Down to the last word, output the records below, skipping any images.

Data excerpts:
*** Block opens ***

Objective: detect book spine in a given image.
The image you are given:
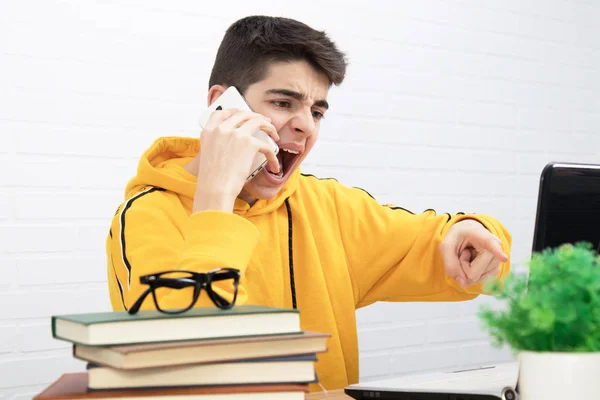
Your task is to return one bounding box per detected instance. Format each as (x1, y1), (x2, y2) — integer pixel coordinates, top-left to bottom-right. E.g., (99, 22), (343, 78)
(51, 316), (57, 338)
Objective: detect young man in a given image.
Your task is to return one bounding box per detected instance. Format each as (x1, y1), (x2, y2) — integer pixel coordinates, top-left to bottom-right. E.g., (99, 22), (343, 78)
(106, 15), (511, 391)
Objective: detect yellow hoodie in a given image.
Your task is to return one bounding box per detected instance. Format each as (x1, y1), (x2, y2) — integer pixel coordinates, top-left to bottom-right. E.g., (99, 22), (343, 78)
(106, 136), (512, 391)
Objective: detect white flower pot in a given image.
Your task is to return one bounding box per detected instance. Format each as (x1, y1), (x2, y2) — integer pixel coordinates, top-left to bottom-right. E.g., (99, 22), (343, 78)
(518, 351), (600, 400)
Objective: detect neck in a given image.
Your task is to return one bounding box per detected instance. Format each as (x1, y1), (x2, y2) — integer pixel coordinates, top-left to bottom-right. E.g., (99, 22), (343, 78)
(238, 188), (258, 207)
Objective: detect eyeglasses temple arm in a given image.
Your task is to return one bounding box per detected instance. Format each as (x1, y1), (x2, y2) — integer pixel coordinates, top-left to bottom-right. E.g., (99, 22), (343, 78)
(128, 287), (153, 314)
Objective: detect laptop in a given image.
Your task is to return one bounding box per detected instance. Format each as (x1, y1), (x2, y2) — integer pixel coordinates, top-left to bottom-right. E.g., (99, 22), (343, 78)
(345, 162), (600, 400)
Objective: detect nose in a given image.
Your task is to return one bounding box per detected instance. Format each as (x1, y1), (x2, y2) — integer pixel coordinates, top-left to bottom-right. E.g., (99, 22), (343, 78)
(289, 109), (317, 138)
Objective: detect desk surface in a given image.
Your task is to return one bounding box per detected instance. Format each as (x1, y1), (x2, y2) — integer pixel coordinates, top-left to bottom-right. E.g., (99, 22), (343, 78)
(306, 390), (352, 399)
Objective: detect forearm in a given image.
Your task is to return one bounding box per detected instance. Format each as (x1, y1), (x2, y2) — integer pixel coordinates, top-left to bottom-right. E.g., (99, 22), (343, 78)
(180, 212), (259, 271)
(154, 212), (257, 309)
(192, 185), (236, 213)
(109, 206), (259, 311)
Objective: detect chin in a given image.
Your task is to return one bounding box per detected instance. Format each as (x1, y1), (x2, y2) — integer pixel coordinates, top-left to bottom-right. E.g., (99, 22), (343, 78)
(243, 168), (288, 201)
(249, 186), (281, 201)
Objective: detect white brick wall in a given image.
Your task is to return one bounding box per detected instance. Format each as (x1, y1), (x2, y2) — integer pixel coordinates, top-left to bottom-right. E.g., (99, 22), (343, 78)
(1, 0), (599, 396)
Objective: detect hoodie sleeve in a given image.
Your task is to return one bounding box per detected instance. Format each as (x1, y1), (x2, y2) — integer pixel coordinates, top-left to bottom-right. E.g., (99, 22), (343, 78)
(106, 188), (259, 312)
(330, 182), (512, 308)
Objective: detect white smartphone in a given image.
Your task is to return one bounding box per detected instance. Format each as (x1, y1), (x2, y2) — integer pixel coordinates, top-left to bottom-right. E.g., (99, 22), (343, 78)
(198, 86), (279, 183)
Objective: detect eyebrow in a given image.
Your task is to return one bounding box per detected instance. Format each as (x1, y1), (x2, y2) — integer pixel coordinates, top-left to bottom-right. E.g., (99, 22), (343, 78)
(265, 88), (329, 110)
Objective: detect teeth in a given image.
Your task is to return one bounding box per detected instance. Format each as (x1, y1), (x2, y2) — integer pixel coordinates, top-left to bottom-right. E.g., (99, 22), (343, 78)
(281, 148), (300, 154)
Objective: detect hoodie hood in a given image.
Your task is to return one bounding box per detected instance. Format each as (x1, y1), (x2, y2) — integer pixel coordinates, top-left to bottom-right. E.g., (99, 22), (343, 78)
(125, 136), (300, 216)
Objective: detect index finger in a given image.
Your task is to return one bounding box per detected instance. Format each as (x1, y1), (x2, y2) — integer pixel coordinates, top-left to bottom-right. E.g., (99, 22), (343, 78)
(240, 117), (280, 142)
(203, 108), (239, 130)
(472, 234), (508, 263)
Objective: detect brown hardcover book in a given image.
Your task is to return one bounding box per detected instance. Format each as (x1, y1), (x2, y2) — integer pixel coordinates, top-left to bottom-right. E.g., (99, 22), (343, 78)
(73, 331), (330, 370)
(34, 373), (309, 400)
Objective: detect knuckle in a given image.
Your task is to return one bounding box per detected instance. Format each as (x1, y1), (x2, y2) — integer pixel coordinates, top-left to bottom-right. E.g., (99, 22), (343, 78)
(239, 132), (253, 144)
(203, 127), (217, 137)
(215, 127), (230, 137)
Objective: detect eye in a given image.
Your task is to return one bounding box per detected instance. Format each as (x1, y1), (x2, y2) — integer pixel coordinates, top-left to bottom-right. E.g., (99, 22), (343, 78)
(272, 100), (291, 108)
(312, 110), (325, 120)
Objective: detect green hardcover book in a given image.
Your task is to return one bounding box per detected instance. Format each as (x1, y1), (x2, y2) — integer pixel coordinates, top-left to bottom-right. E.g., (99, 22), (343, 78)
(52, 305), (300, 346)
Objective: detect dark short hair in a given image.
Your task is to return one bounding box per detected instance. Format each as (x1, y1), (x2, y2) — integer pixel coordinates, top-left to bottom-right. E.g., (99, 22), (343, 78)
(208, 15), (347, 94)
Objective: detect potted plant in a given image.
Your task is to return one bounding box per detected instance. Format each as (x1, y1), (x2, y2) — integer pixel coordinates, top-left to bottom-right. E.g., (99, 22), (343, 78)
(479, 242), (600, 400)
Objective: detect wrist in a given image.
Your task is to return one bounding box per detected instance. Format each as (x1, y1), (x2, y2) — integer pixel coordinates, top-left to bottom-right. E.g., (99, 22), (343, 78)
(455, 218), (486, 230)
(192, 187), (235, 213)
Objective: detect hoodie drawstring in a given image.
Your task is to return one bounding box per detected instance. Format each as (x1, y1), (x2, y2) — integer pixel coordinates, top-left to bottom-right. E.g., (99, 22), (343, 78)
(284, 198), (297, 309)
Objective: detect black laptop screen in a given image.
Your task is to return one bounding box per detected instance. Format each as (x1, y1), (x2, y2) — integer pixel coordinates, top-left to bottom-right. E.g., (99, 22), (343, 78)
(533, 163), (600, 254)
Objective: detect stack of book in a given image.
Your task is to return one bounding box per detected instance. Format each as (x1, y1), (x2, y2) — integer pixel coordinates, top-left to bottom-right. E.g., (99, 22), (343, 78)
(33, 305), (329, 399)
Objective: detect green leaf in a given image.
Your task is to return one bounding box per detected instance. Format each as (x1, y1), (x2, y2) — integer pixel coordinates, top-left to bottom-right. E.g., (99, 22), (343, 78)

*** Block closes ***

=== Output of the exercise ===
Objective: detect book spine in a given image.
The image you are given:
Your task is to return one bounding box per detected instance. Format each as (x1, y1), (x2, y2) — integer pixel coordinates, top-left to bottom-right. E.g., (99, 22), (343, 78)
(51, 316), (57, 338)
Objective: detect young man in a given image.
Your task is to return one bounding box per detected instance. Format each as (x1, y1), (x2, y2) — integer pixel coordinates, top-left to bottom-right. E.g., (99, 22), (343, 78)
(106, 15), (511, 391)
Objective: detect yellow hoodie in a given image.
Your task is to return one bounding box per detected instance. Format each as (x1, y1), (x2, y2) — integer pixel coordinates, top-left to bottom-right. E.g., (99, 22), (343, 78)
(106, 136), (512, 391)
Objective: detect white flower pot in a given image.
Your task is to return one bounding box per detected instance. Format each as (x1, y1), (x2, y2) — integer pixel coordinates, top-left to bottom-right. E.g., (99, 22), (343, 78)
(518, 351), (600, 400)
Objective: detect neck in a given image.
Your task is to return one bounding box per detected instance. Format each as (x1, y1), (x2, y2) — integer pixel coordinates, top-left to bottom-right. E.g., (99, 22), (343, 78)
(238, 188), (258, 207)
Objective: detect eyeglasses temple arm in a given image.
Your task is to return one bounding box per detected instance. Format each as (x1, y1), (x2, y2) — integer pixel coordinates, top-left to bottom-right. E.g., (99, 22), (343, 78)
(128, 287), (153, 314)
Objective: detect laptop in a given image.
Your task is to return one bounding box per detected instance. Format each as (x1, y1), (x2, y2) — integer pixel coordinates, top-left to bottom-right. E.g., (99, 22), (343, 78)
(345, 162), (600, 400)
Objective: detect nose in a given image.
Your task is to return one bounding box per detected instance. Format each as (x1, y1), (x2, y2) — integer pixel coordinates, top-left to bottom-right. E.g., (99, 22), (343, 78)
(289, 109), (317, 138)
Objective: detect desk surface in a given image.
Your task is to return one bounding box per detected instance. Format each as (x1, y1), (x2, y2) — integer pixel coordinates, top-left to bottom-right. E.g., (99, 22), (343, 78)
(306, 390), (352, 399)
Objective: detect forearm in a given image.
Your task is to return one bounding box per detected instance. Format each as (x1, y1), (x2, y2) — integer pixel coordinates, top-left to bottom-right. E.g., (99, 22), (343, 78)
(180, 212), (259, 271)
(154, 212), (257, 309)
(192, 185), (236, 213)
(109, 206), (259, 311)
Objective: detect chin in a given image.
Your task is to return one bounding box per detected instance. Format each as (x1, y1), (x2, y2) — integer pixel coordinates, top-left to bottom-right. E.g., (99, 22), (343, 78)
(243, 168), (288, 201)
(249, 186), (281, 201)
Objective: detect white brick wall in a given image.
Your task is to return one bounding box per detected instance. Format each as (x1, y1), (x2, y2) — integer pixel coordinates, top-left to bottom-right. E.g., (99, 22), (343, 78)
(1, 0), (599, 396)
Objective: detect hoodie sleeve in a given image.
Your task is to return one bounding box per detected instance. Format each as (x1, y1), (x2, y2) — integer pixel coordinates, top-left to bottom-right. E.g., (99, 22), (343, 78)
(106, 188), (259, 312)
(330, 182), (512, 308)
Objective: detect white smartphone in a given image.
Your task is to return one bounding box per detected instance. Format each as (x1, y1), (x2, y2) — integer pixel coordinates, top-left to bottom-right. E.g., (99, 22), (343, 78)
(198, 86), (279, 183)
Objective: detect eyebrow in a given image.
Your task is to return one bounding box per detected instance. Format each as (x1, y1), (x2, y2) — integer pixel coordinates, top-left to bottom-right. E.g., (99, 22), (343, 78)
(265, 88), (329, 110)
Objective: detect teeth in a given image.
Your task is to return one bounding box per detected instance. Format each as (x1, y1), (x2, y2) — integer pixel coordinates, top-left to bottom-right. E.g., (99, 22), (343, 78)
(281, 148), (300, 154)
Objective: detect hoodie hood in a given image.
Your task is to return one bounding box per detected instance. Format each as (x1, y1), (x2, y2) — integer pixel coordinates, top-left to bottom-right. E.g., (99, 22), (343, 78)
(125, 136), (300, 216)
Objective: detect index finger in a given image.
Your task is to return one bounding box per detected instance. Format each as (x1, y1), (x2, y2) — integer pixel coordinates, top-left to bottom-right. E.g., (99, 22), (343, 78)
(240, 117), (280, 142)
(203, 108), (239, 130)
(472, 234), (508, 263)
Objective: detect brown hardcover book in a given image.
Your task is to return one bounding box per detected instance. Format each as (x1, y1), (x2, y2) — integer pixel coordinates, top-left to bottom-right. E.g., (99, 22), (343, 78)
(73, 331), (330, 370)
(34, 373), (309, 400)
Objective: detect knuckle in a given image.
Your task is to return one bounding box per detected instance. Format each as (x1, y1), (x2, y2) — integer pixel coordinates, top-left to bottom-right. E.g., (99, 22), (343, 78)
(239, 132), (253, 144)
(203, 127), (217, 137)
(215, 127), (230, 137)
Objective: detect eye in a given image.
Your task is to return one bounding box per detected instance. Format each as (x1, y1), (x2, y2) — integer pixel coordinates, top-left to bottom-right. E.g., (99, 22), (343, 78)
(272, 100), (291, 108)
(312, 110), (325, 120)
Objective: detect green hardcover book in a given image.
Your task is to return one bounding box per detected instance. Format each as (x1, y1), (x2, y2) — integer pixel coordinates, top-left to bottom-right. E.g., (99, 22), (343, 78)
(52, 305), (300, 346)
Objective: detect dark short hair in a given image.
Your task is to return one bounding box per detected instance. Format each as (x1, y1), (x2, y2) — integer pixel coordinates, top-left to bottom-right. E.g., (99, 22), (343, 78)
(208, 15), (347, 94)
Objective: detect potted plant in a given image.
Your task is to return one bounding box per detected instance. Format each as (x1, y1), (x2, y2) — integer pixel coordinates, top-left to bottom-right. E.g., (99, 22), (343, 78)
(479, 242), (600, 400)
Objective: detect wrist in a given image.
Your task is to return one bounding box per detected instance. Format each as (x1, y1), (x2, y2) — integer pixel coordinates, top-left to bottom-right. E.g., (99, 22), (343, 78)
(455, 218), (486, 230)
(192, 187), (235, 213)
Objective: detect hoodie drawstring in a given image.
Your task is to return one bounding box per detected instance. Format each as (x1, y1), (x2, y2) — integer pixel coordinates, top-left to bottom-right. E.g., (99, 22), (343, 78)
(284, 198), (297, 309)
Objective: detect black laptop screen in a given image.
Your task is to return one bounding box per detected instance. Format each as (x1, y1), (x2, y2) — integer pixel coordinates, top-left to bottom-right. E.g., (99, 22), (343, 78)
(533, 163), (600, 254)
Objective: detect stack of book in a given image.
Your task is to return one bounding box per detected instance. Format each as (x1, y1), (x2, y2) — integer pixel coordinates, top-left to bottom-right. E.g., (99, 22), (343, 78)
(33, 305), (329, 399)
Objective: detect green leaf in a given image.
Your task is to return one bounding box per detected instance. Format each as (x1, y1), (x2, y2) — integer pixel coordinates, top-left to bottom-right. E.g., (99, 22), (343, 78)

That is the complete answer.